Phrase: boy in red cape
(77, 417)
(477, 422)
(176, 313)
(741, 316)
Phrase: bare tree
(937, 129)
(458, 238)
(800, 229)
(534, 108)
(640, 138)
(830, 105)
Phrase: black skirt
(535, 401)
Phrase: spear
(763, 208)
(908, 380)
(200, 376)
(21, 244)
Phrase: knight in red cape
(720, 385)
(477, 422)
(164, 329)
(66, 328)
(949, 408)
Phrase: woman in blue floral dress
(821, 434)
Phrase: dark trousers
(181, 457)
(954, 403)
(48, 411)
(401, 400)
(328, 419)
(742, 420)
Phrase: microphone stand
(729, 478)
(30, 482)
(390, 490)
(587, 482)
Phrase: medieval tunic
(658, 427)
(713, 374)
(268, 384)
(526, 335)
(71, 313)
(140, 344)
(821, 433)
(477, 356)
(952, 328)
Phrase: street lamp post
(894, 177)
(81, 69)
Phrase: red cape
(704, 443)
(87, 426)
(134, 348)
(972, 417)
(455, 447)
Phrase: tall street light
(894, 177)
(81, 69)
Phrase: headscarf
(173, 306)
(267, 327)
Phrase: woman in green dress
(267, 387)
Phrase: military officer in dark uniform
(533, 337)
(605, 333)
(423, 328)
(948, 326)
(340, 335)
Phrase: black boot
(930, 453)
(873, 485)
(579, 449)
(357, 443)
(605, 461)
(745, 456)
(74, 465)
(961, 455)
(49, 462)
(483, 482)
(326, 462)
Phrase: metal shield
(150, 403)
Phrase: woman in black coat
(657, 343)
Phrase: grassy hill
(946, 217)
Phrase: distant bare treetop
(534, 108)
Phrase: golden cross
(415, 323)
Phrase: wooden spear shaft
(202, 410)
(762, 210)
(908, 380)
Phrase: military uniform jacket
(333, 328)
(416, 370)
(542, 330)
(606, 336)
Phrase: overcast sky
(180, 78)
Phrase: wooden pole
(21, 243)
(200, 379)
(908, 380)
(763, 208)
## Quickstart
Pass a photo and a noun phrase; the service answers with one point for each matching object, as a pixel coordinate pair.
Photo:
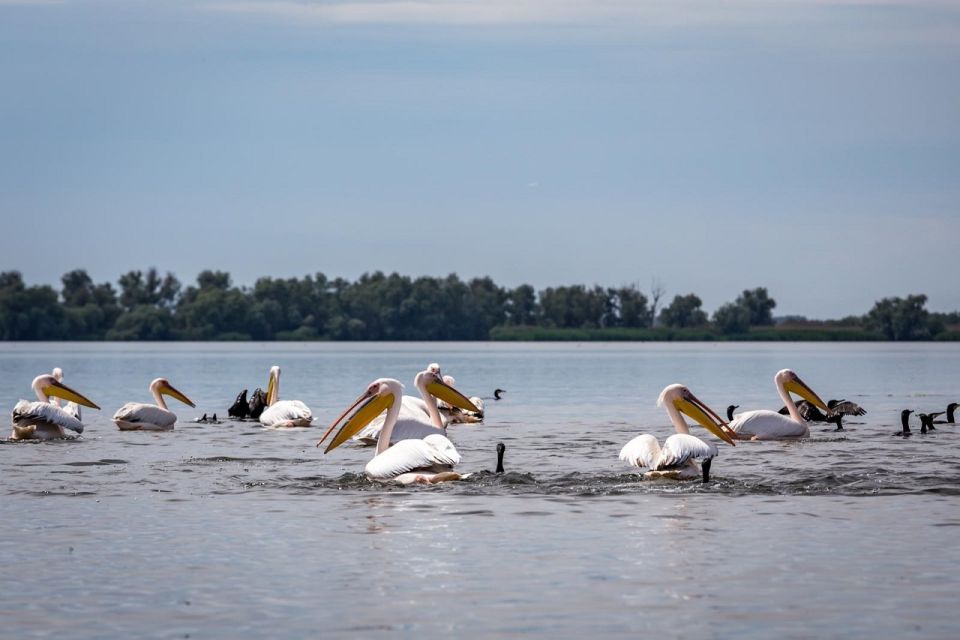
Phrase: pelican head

## GOAL OF THE EXERCISE
Rewrite all of the items above, putting "crimson cape" wherever "red cape" appears and keeping every other line the same. Leave the pictures out.

## FINISHED EXERCISE
Phrase: boy in crimson cape
(77, 417)
(477, 422)
(176, 313)
(741, 316)
Phrase: bare tree
(937, 129)
(458, 238)
(800, 229)
(534, 108)
(640, 138)
(830, 105)
Phrase: black skirt
(535, 401)
Phrase: spear
(763, 208)
(908, 380)
(200, 376)
(21, 244)
Phrase: knight in crimson cape
(720, 385)
(477, 422)
(164, 329)
(66, 328)
(949, 408)
Phrase: woman in blue floral dress
(821, 434)
Phrase: dark trousers
(181, 457)
(954, 403)
(48, 411)
(401, 400)
(328, 419)
(742, 420)
Phrase: microphone stand
(729, 478)
(30, 482)
(390, 490)
(587, 482)
Phrase: medieval tunic
(658, 427)
(713, 374)
(268, 384)
(526, 335)
(71, 313)
(140, 344)
(821, 433)
(477, 356)
(952, 328)
Phrase: street lamp post
(894, 177)
(81, 69)
Phrase: crimson cape
(704, 443)
(87, 426)
(134, 348)
(972, 417)
(455, 447)
Phrase: tall street light
(894, 177)
(81, 69)
Phrase: headscarf
(173, 306)
(267, 327)
Phrase: woman in green dress
(267, 387)
Phrase: military officer in dark uniform
(533, 337)
(605, 333)
(423, 328)
(948, 326)
(340, 335)
Phrase: black boot
(930, 453)
(873, 485)
(579, 449)
(357, 443)
(605, 461)
(745, 456)
(74, 465)
(961, 455)
(49, 462)
(483, 482)
(326, 462)
Phrase: metal shield
(150, 403)
Phrase: woman in black coat
(657, 343)
Phrase: grassy hill
(946, 217)
Phrase: distant bare treetop
(534, 108)
Phrase: golden cross
(415, 323)
Phrase: wooden spear shaft
(202, 410)
(762, 210)
(908, 380)
Phrase: military uniform jacket
(333, 328)
(416, 370)
(542, 330)
(606, 336)
Phrase: overcast sky
(180, 78)
Phrase: wooden pole
(21, 243)
(200, 379)
(908, 380)
(763, 208)
## Quickstart
Pass a photo and a noun phrase; the service answers with one point for each matching object, as a pixel coordinate pair.
Photo:
Phrase: pelican head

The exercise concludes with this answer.